**Page**.
-=-=-
J’aime lire les registres, à la recherche de l’acte qui me manque; il y a toujours des découvertes à faire, plus ou moins lisibles.
Dernièrement, dans le registre des Baptêmes, Mariages et Sépultures d’Ayron, à la fin de l’année 1783, je suis tombée sur un compte rendu rédigé par monsieur le curé Chasteau, curé d’Ayron, un curé dont j’apprécie particulièrement l’écriture ronde bien facile à déchiffrer.
Monsieur le curé nous relate ses démêlés judiciaires avec ses paroissiens, toujours en cours au moment où il écrit ces lignes.
Ecoutons le nous raconter sa version des faits.
En mil sept quatre vingt un, le curé obligé de sortir de l’ancienne maison qui appartenait au feu curé mr martineau, pour […] […] aubergiste, fit une assemblée de paroisse pour réclamer un logement ou faute de ce 50 livres pour lui en tenir lieu. Les paroissiens par une dureté inouie et d’ailleurs mal conseillés, s’opposèrent à l’une et l’autre demande, le curé se mit en règle pour obtenir les 50 livres qui lui furent adjugées de mr l’intendant, les paroissiens formèrent opposition. Le moyen de defense qu’allègent les paroissiens est que le jardin vulgairement appelé la cure a été donné pour tenir lieu des 50 livres mais c’est un mensonge bien digne des gens tracassiers qui ne peut tourner qu’à leur confusion. Dans le fait il y a dans ce jardin une cave et un puits et autrefois il y avait une maison à la conservation de laquelle les habitants devaient veiller, pourquoi n’ont ils pas eu ce soin, dont ils doivent être aujourd’hui responsables? dans les mémoires du procès de feu monsieur Jourlard, on fait mention d’un appentis de maison qui existait dans ce jardin, les paroissiens en conséquence disputent sur le terme d’appentis et ils concluent que cet appentis n’était pas maison. Mais ce raisonnement est pitoyable, car on peut appeler une vraie maison un appentis. D’ailleurs cette dénomination est arbitraire, ce puits et cette cave supposent toujours qu’il y avait une maison logeable quelqu’elle fut, ainsi un curé sera toujours autorisé malgré leur ridicule entêtement à en demander la construction ou faute de ce par amour pour le bien de la paix la somme de 50 livres que le curé réclame absolument aujourd’hui. Si le curé présent ne forme point d’action pour le retablissement de ce logement, il n’y est pas moins autorisé
Signé : Chasteau curé d’ayron
Ma première réaction a été l’amusement, ca ressemblait à une scène de Don Camillo. Ce prêtre qui expose en fin de registre, juste avant de l’envoyer au greffe, les griefs légitimes ou non qu’il a contre ses paroissiens, avouez que ca fait sourire. Et mes ancêtres paysans étaient bien pingres pour refuser ainsi d’assurer le gîte de leur pasteur.
-=-=-
**Enregistrements fournis**.

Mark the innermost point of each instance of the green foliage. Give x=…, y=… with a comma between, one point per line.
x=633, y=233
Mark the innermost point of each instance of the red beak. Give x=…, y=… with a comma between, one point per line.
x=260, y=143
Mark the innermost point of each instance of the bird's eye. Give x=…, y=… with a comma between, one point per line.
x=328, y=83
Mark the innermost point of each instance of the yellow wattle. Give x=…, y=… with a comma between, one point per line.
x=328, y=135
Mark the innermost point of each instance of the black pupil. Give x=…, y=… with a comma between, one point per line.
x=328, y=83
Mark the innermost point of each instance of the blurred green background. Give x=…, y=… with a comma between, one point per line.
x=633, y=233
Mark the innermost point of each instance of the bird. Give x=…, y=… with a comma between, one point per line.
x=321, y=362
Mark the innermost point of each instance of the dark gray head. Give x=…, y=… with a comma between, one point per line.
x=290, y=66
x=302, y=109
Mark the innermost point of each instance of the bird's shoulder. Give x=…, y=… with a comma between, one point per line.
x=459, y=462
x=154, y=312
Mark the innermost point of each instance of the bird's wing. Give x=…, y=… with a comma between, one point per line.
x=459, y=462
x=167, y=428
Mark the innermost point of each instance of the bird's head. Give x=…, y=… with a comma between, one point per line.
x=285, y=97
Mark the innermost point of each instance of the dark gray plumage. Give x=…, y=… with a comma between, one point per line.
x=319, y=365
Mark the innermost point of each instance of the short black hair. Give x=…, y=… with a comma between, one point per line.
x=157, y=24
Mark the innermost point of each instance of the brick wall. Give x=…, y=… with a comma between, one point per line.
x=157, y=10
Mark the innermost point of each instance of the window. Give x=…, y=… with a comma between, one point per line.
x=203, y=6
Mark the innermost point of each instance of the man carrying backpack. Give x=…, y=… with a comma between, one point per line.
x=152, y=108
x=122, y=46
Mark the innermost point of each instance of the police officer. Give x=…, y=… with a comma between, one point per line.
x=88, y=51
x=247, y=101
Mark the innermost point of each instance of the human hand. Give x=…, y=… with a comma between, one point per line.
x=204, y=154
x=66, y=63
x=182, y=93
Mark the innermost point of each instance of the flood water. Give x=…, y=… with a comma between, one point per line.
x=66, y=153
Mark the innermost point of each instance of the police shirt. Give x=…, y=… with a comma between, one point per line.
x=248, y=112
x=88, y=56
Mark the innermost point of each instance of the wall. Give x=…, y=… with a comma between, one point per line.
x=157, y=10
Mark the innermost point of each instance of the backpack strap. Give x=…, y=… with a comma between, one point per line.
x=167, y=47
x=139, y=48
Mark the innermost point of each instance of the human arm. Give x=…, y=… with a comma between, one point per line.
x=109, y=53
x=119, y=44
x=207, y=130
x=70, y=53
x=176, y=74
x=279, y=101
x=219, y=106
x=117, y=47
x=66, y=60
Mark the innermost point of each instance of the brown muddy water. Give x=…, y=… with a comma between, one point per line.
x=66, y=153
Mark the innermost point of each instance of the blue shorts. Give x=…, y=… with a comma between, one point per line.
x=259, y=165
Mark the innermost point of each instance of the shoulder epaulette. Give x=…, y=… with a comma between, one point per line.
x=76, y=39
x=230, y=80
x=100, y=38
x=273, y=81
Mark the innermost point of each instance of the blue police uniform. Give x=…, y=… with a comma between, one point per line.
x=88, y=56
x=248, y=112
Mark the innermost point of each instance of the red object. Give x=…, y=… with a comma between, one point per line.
-=-=-
**Énoncé**.
Répondez à ces questions à partir de la page sur le registre d'Ayron.
(a) Quel est le nom du curé d'Ayron qui a rédigé le compte rendu ?
(b) Quelle somme le curé réclame-t-il faute de logement ?
(c) À quelle scène l'autrice compare-t-elle ce compte rendu ?
Les enregistrements proviennent d'une source distincte de la page.

**Réponse**.
(a) Le curé d'Ayron s'appelle Chasteau.
(b) Il réclame la somme de 50 livres.
(c) Elle le compare à une scène de Don Camillo.